• [TO BE DONE]: Reproduce every line of the records below word for word, leaving out the pictures.

• [DATA SUPPLIED]:
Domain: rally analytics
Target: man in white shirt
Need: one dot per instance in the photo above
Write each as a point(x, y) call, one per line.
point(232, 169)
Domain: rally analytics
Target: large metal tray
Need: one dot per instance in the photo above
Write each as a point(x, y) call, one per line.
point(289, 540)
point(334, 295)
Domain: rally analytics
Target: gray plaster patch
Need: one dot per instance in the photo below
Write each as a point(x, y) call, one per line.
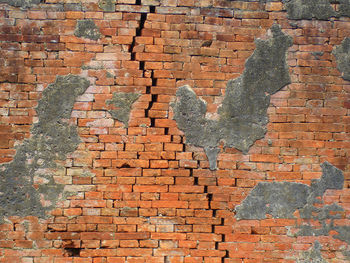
point(27, 185)
point(243, 114)
point(107, 5)
point(344, 8)
point(279, 199)
point(308, 9)
point(282, 199)
point(21, 3)
point(122, 101)
point(342, 55)
point(313, 255)
point(86, 28)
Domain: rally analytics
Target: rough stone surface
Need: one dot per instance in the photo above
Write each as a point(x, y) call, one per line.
point(282, 199)
point(21, 3)
point(122, 101)
point(86, 28)
point(313, 255)
point(107, 5)
point(243, 114)
point(344, 8)
point(342, 55)
point(279, 199)
point(27, 186)
point(308, 9)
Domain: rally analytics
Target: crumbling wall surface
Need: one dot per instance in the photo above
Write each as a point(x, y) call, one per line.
point(174, 131)
point(243, 112)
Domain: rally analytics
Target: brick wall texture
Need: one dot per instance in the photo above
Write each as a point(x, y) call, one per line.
point(137, 192)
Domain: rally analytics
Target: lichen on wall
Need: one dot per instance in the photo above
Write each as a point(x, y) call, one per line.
point(318, 9)
point(308, 9)
point(107, 5)
point(313, 255)
point(283, 199)
point(27, 185)
point(123, 102)
point(243, 114)
point(86, 28)
point(21, 3)
point(342, 55)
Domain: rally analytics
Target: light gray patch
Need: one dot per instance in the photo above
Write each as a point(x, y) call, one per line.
point(344, 8)
point(123, 101)
point(343, 233)
point(21, 3)
point(346, 254)
point(86, 28)
point(313, 255)
point(279, 199)
point(243, 114)
point(107, 5)
point(342, 55)
point(212, 154)
point(282, 199)
point(332, 178)
point(309, 9)
point(52, 139)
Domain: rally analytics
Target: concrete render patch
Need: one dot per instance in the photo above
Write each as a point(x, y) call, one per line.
point(283, 199)
point(21, 3)
point(86, 28)
point(243, 114)
point(27, 185)
point(123, 102)
point(318, 9)
point(342, 55)
point(313, 255)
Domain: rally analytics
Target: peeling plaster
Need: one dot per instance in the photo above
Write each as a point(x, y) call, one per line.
point(21, 3)
point(243, 114)
point(122, 101)
point(27, 184)
point(313, 255)
point(283, 199)
point(86, 28)
point(342, 55)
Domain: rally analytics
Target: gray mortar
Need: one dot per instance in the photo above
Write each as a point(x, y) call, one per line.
point(86, 28)
point(21, 3)
point(243, 114)
point(52, 139)
point(313, 255)
point(342, 55)
point(107, 5)
point(123, 101)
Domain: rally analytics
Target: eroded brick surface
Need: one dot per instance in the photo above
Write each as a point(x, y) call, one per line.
point(140, 191)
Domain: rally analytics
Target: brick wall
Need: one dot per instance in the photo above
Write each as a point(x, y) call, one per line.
point(136, 191)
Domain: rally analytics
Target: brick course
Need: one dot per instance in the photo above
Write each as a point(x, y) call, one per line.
point(141, 193)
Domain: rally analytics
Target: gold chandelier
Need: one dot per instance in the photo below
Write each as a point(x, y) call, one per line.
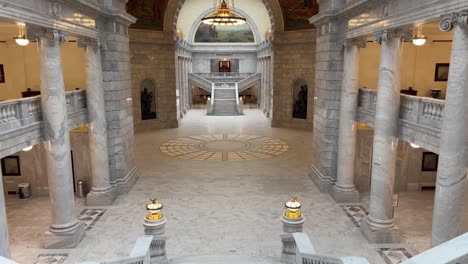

• [THE COMPLETED TASK]:
Domain: rally analytics
Target: man in white shirt
Need: one dot per instance in the photo above
Write each as a point(x, y) call, one per line.
point(232, 169)
Domain: rally analytics
Target: large metal tray
Need: one dot per instance in the photo above
Write each as a point(x, y) call, one per line.
point(289, 540)
point(334, 295)
Domain: rally analytics
Target: gray plaster patch
Need: one dot per instance in the photo below
Write each as a point(x, y) call, one per line.
point(27, 185)
point(243, 114)
point(107, 5)
point(344, 8)
point(279, 199)
point(308, 9)
point(282, 199)
point(21, 3)
point(122, 101)
point(342, 55)
point(313, 255)
point(86, 28)
Domain: rally analytics
Target: rough stone surface
Need: one dot per instance in the photo above
Write each as a point(x, y) call, one per line.
point(282, 199)
point(21, 3)
point(122, 101)
point(86, 28)
point(313, 255)
point(107, 5)
point(243, 114)
point(344, 8)
point(342, 55)
point(279, 199)
point(27, 186)
point(308, 9)
Domain: rally analytics
Target: crumbling wall surface
Need: one dot per instance in the photo above
Write each as a point(x, y) call, one per line.
point(174, 131)
point(243, 112)
Domain: rally analytics
Target: brick wall texture
Need: one dot per instance in the photo above
Write each as a point(x, y) call, one per line.
point(137, 192)
Domain: rally analytics
Target: lichen on wall
Need: one dot per instance in the photo above
Write each as a point(x, y) call, one per line.
point(318, 9)
point(308, 9)
point(107, 5)
point(313, 255)
point(283, 199)
point(27, 185)
point(123, 102)
point(243, 114)
point(86, 28)
point(21, 3)
point(342, 55)
Domain: rally analytics
Target: light gray patch
Need: one dot per instance in the photo above
Write each as a point(x, y) call, one per line.
point(344, 8)
point(123, 101)
point(343, 233)
point(21, 3)
point(346, 254)
point(86, 28)
point(313, 255)
point(279, 199)
point(243, 114)
point(107, 5)
point(342, 55)
point(212, 154)
point(282, 199)
point(332, 178)
point(309, 9)
point(52, 139)
Domain: rally analytics
Target: concrete render patch
Need: one dot per instance in the photo above
Write each as a point(x, y) call, one per line.
point(283, 199)
point(21, 3)
point(86, 28)
point(243, 114)
point(27, 185)
point(123, 102)
point(318, 9)
point(342, 55)
point(313, 255)
Domain: rally analytics
Target: peeling plaster
Need: one dot per instance in the photo above
Write each as a point(x, y) call, one per line.
point(21, 3)
point(243, 114)
point(122, 101)
point(27, 184)
point(313, 255)
point(283, 199)
point(86, 28)
point(342, 55)
Domain: rally analytics
Target: gray mortar
Need: one dot per instance in the photo above
Write each as a point(x, y) call, one per line.
point(86, 28)
point(21, 3)
point(243, 114)
point(52, 139)
point(313, 255)
point(342, 55)
point(107, 5)
point(123, 101)
Domain: rally analytics
Target: eroded brick surface
Need: one dot per instance in the photo above
Write each as a point(x, y) call, one per line.
point(140, 191)
Domain: rally analytics
Target: brick wall
Need: one dot per instance in the photo above
Write each as a point(x, y) call, one per line.
point(136, 191)
Domain: rally analytics
Target: brick course
Need: one dot per instance in the photo above
Write each as a point(x, y) call, one per line.
point(141, 193)
Domain: rally analytics
Target: gold chandelier
Need: one dot per instance in the photo below
Write each as a point(x, y) call, one per line.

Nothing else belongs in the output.